- Exercise directions
Repeat the listing below line for line, exactly as shown.

- Material for this task

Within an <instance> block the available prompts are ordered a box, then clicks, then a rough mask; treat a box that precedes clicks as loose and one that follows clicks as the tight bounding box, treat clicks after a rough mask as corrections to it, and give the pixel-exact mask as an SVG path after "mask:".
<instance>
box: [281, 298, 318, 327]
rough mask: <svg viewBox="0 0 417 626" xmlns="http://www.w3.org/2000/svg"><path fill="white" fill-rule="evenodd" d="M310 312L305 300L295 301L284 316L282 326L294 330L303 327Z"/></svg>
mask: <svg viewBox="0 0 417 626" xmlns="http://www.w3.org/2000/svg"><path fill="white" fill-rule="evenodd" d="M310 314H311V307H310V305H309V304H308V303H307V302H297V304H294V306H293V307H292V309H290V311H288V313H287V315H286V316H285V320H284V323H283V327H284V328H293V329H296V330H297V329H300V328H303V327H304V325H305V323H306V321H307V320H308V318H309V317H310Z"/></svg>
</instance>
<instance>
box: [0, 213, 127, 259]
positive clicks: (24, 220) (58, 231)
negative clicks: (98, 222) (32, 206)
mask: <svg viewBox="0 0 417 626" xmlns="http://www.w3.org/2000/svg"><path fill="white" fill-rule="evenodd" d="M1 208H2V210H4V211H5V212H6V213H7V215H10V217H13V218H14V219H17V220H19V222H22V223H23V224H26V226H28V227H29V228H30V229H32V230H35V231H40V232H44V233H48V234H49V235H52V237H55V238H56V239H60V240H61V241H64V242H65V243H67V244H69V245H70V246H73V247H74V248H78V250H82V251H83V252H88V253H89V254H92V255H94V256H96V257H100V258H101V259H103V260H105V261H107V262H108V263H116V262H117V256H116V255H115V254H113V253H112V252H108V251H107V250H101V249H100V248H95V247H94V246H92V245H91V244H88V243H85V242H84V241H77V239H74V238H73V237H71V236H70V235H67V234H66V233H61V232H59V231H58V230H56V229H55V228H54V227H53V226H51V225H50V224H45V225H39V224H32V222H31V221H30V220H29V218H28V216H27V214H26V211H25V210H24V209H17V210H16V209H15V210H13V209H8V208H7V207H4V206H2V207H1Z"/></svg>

- Your solution
Within an <instance> block the available prompts are ordered a box, then clicks, then a rough mask; treat a box that precedes clicks as loose and one that follows clicks as the tight bounding box, treat clicks after a rough mask as corrections to it, and give the pixel-exact mask as an SVG path after "mask:".
<instance>
box: [281, 298, 318, 327]
rough mask: <svg viewBox="0 0 417 626" xmlns="http://www.w3.org/2000/svg"><path fill="white" fill-rule="evenodd" d="M310 312L305 300L295 301L284 316L282 326L294 330L303 327Z"/></svg>
mask: <svg viewBox="0 0 417 626" xmlns="http://www.w3.org/2000/svg"><path fill="white" fill-rule="evenodd" d="M310 314H311V307H310V305H309V304H308V303H307V302H297V304H294V306H293V307H292V309H290V311H288V313H287V315H286V316H285V320H284V323H283V327H284V328H293V329H296V330H297V329H300V328H303V327H304V325H305V323H306V321H307V320H308V318H309V317H310Z"/></svg>
</instance>
<instance>
box: [0, 213, 127, 259]
positive clicks: (24, 220) (58, 231)
negative clicks: (98, 222) (32, 206)
mask: <svg viewBox="0 0 417 626" xmlns="http://www.w3.org/2000/svg"><path fill="white" fill-rule="evenodd" d="M1 208H2V210H4V211H5V212H6V213H7V215H10V217H13V218H14V219H17V220H19V222H22V223H23V224H26V226H28V227H29V228H30V229H32V230H35V231H40V232H44V233H48V234H49V235H52V237H55V238H56V239H60V240H61V241H64V242H65V243H67V244H69V245H70V246H73V247H74V248H78V250H82V251H83V252H88V253H89V254H92V255H94V256H96V257H100V258H101V259H103V260H105V261H107V262H108V263H116V262H117V256H116V255H115V254H113V253H112V252H108V251H107V250H101V249H100V248H95V247H94V246H92V245H91V244H88V243H85V242H84V241H77V239H74V238H73V237H71V236H70V235H67V234H66V233H61V232H59V231H58V230H56V229H55V228H54V227H53V226H51V225H50V224H45V225H39V224H32V222H31V221H30V220H29V218H28V216H27V214H26V211H25V210H24V209H17V210H16V209H15V210H13V209H8V208H7V207H4V206H2V207H1Z"/></svg>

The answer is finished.